[Extract provided — start]

Brain and Body

In a First, Gene Editing Tool Eliminates Genetic Disease from a Live Animal

January 6, 2016 | Kelly Tatera

Eppendorf tubes in a tray containing the ingredients for DNA cloning and replication
Photo credit: University of Michigan School of Natural Resources & Environment (CC by SA 2.0)

The CRISPR gene editing tool has stirred up a heated debate over whether it’s ethical to edit the genes of developing embryos, but now the technology has been used to treat a genetic disease in a fully developed living mammal for the first time.

With CRISPR, scientists can cut out and replace individual components of DNA in an organism, effectively rewriting its genetic code. In this breakthrough procedure at Duke University, researchers successfully used CRISPR to treat Duchenne muscular dystrophy (DMD) in a mouse.

[Extract provided — finish]
[Data for analysis — start]

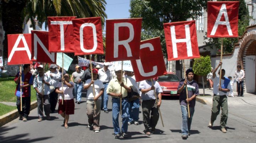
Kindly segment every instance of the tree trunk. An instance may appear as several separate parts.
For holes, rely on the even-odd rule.
[[[2,21],[5,32],[3,42],[3,59],[8,57],[7,34],[22,33],[23,17],[22,10],[26,6],[27,0],[8,2],[2,1]]]
[[[203,76],[202,76],[202,80],[203,80],[203,96],[204,96],[204,81],[203,80]]]

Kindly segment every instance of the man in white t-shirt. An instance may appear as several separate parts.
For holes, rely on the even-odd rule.
[[[212,127],[213,122],[216,120],[217,116],[219,113],[221,108],[222,114],[220,117],[220,126],[221,131],[224,133],[226,132],[225,127],[228,120],[228,92],[232,89],[230,84],[230,80],[224,77],[225,70],[224,69],[220,69],[219,71],[219,74],[222,70],[220,86],[219,86],[219,77],[216,75],[217,70],[222,63],[220,62],[219,65],[214,69],[213,72],[213,105],[212,108],[212,115],[208,127]]]

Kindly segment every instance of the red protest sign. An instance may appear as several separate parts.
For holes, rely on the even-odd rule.
[[[75,19],[72,21],[75,55],[104,54],[100,17]]]
[[[106,21],[106,60],[138,59],[142,18]]]
[[[131,60],[136,81],[167,74],[159,37],[142,41],[140,49],[140,59]]]
[[[32,53],[31,61],[56,63],[56,53],[49,52],[48,32],[31,30]]]
[[[239,1],[207,2],[207,37],[238,37]]]
[[[75,16],[48,17],[49,52],[74,52],[73,27]]]
[[[195,21],[164,23],[168,61],[200,57]]]
[[[8,34],[8,64],[32,64],[30,34]]]

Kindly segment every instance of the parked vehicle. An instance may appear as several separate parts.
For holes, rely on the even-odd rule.
[[[167,72],[167,74],[159,76],[156,81],[158,82],[163,91],[162,96],[179,96],[177,92],[180,79],[173,73]]]

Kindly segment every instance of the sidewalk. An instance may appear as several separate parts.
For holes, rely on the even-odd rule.
[[[199,88],[199,93],[202,94],[203,89]],[[229,116],[233,116],[236,121],[252,127],[256,127],[256,95],[244,93],[244,97],[237,96],[237,93],[234,92],[235,97],[228,97]],[[208,88],[205,89],[205,94],[210,96],[197,96],[196,101],[212,107],[213,91]],[[221,112],[220,112],[220,116]]]

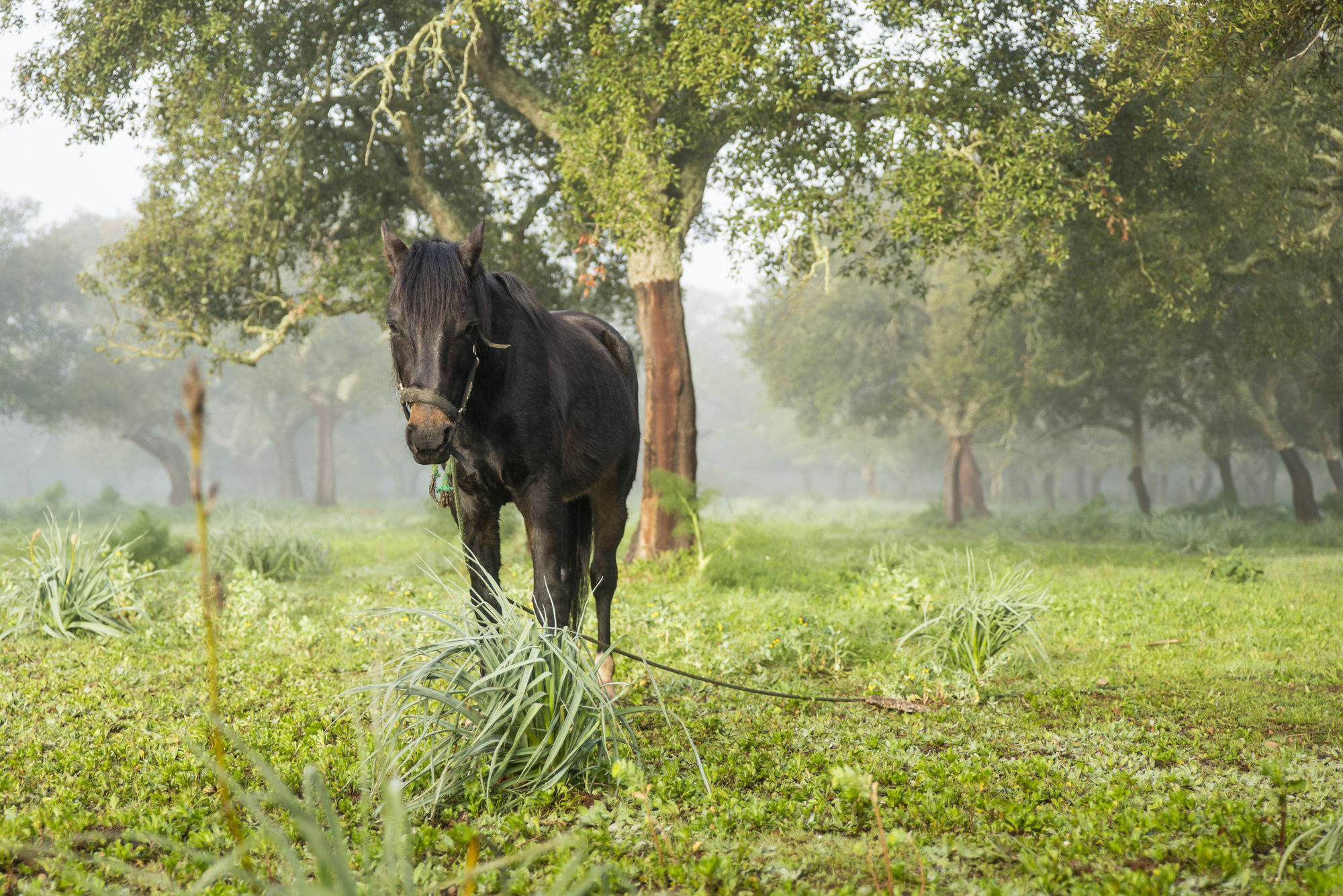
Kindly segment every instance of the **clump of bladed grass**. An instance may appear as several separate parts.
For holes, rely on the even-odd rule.
[[[62,528],[48,512],[28,556],[0,570],[0,639],[126,634],[145,615],[140,583],[150,575],[130,560],[126,544],[113,544],[110,527],[86,536],[78,520]]]
[[[958,669],[982,685],[1009,660],[1014,647],[1027,658],[1045,660],[1037,619],[1049,610],[1045,588],[1030,582],[1030,570],[1015,566],[1006,572],[980,571],[967,551],[964,568],[947,572],[951,599],[937,615],[924,619],[898,642],[925,642],[945,669]]]
[[[461,590],[454,610],[383,611],[431,626],[391,661],[385,681],[367,688],[408,809],[606,783],[612,763],[635,758],[629,717],[658,711],[619,705],[598,678],[600,657],[577,634],[543,626],[490,587],[498,610],[488,622]]]
[[[218,539],[220,570],[251,570],[275,582],[330,572],[330,547],[305,532],[286,531],[257,517]]]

[Data for analysis — finish]

* **Exercise instructions**:
In the article about CRISPR gene editing, which disease did the Duke University researchers treat in a mouse?

* **Task output**:
Duchenne muscular dystrophy (DMD).